What is needed
Find every line in the listing below that contains the string "leafy" and copy each one.

Data supplied
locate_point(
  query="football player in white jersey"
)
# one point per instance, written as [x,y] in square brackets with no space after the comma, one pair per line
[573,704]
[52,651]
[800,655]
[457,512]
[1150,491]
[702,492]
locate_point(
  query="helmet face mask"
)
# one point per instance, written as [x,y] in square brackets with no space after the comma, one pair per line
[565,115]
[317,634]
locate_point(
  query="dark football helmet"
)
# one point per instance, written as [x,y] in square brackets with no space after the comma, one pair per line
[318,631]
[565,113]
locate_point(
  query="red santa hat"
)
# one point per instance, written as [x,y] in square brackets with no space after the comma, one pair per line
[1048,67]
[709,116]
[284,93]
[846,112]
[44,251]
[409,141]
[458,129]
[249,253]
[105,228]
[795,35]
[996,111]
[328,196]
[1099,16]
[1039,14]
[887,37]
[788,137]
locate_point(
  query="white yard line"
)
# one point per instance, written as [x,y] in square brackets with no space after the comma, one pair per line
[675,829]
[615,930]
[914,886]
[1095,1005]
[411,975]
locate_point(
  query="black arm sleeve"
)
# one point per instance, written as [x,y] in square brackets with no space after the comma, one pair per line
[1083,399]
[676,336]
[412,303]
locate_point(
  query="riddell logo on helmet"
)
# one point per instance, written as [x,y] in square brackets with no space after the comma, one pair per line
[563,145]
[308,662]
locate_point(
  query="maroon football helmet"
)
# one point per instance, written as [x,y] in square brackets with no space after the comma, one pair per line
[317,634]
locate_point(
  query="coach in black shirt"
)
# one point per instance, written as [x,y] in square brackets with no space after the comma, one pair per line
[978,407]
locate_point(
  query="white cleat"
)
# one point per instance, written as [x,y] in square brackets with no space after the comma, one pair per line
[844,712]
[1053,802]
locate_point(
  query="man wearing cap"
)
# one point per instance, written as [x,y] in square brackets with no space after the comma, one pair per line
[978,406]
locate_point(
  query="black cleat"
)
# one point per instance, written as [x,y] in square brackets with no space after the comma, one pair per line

==

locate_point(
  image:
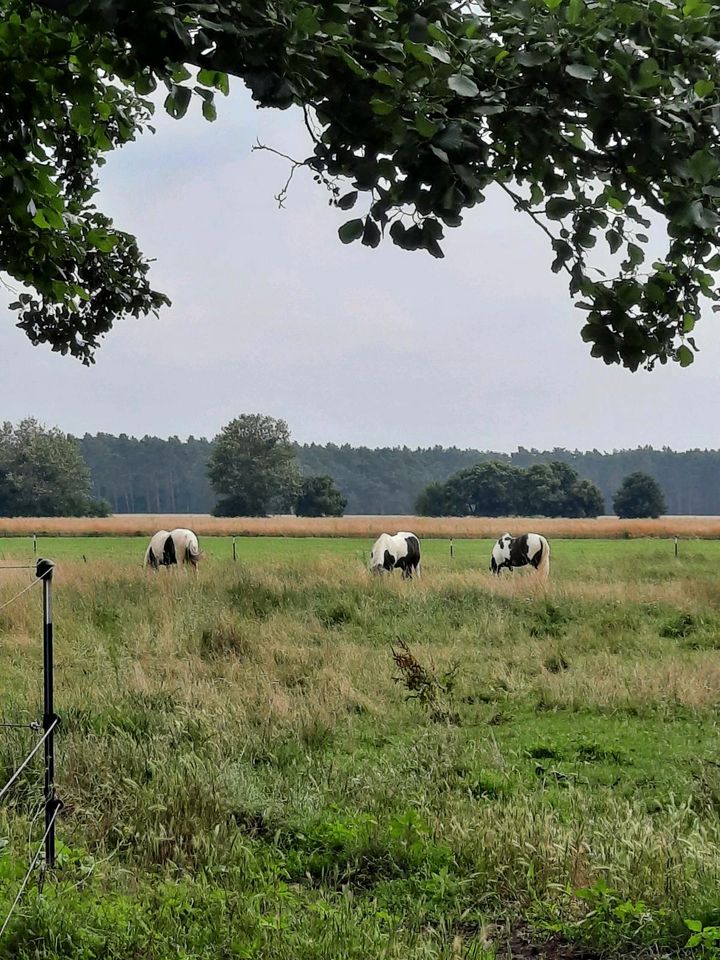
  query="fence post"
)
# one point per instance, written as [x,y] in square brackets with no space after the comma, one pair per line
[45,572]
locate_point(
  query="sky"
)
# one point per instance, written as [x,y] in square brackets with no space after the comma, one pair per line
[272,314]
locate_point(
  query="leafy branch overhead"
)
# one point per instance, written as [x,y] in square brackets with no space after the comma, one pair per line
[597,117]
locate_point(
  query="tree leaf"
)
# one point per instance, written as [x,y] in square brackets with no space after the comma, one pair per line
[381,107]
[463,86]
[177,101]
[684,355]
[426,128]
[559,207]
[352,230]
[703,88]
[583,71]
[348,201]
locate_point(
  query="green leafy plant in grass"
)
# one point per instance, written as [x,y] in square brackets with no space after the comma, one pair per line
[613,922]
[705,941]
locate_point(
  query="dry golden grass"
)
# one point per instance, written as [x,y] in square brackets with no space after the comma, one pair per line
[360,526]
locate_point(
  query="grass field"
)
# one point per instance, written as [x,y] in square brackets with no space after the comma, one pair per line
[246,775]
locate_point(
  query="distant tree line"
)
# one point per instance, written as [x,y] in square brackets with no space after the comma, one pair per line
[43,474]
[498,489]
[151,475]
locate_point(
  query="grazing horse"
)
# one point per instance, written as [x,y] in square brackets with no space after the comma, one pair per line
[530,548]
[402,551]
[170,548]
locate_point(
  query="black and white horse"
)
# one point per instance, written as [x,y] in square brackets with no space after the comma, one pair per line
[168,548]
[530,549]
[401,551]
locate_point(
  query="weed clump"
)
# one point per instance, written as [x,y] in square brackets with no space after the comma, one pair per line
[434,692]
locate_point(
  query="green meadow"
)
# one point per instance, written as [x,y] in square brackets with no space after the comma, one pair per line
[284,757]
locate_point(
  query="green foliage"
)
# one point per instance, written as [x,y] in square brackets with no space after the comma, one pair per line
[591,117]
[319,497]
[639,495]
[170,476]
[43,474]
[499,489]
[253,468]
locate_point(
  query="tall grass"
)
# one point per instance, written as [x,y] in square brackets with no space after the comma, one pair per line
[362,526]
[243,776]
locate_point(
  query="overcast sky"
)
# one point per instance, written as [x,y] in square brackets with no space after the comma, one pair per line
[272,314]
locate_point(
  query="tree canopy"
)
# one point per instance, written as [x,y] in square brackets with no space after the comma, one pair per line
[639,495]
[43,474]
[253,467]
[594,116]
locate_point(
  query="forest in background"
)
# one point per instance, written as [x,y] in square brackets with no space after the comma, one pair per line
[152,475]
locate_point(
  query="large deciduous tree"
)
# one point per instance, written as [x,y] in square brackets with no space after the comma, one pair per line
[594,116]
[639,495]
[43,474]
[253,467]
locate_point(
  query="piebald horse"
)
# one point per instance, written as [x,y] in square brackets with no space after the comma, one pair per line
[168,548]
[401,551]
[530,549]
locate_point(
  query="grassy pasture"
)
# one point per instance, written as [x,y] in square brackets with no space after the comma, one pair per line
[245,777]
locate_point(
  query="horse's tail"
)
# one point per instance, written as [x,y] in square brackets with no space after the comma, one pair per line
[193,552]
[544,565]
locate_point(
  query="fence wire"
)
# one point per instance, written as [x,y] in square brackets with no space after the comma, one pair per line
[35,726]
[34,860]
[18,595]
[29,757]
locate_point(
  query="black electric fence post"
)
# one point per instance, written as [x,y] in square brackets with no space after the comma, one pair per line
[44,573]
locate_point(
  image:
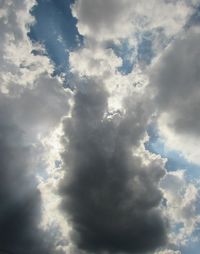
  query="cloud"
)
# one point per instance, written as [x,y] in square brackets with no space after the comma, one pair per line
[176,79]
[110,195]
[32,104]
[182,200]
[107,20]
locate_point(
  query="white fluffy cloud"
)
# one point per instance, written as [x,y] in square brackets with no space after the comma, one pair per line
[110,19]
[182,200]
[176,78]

Task solution
  query="leafy branch overhead"
  query="green leafy plant in grass"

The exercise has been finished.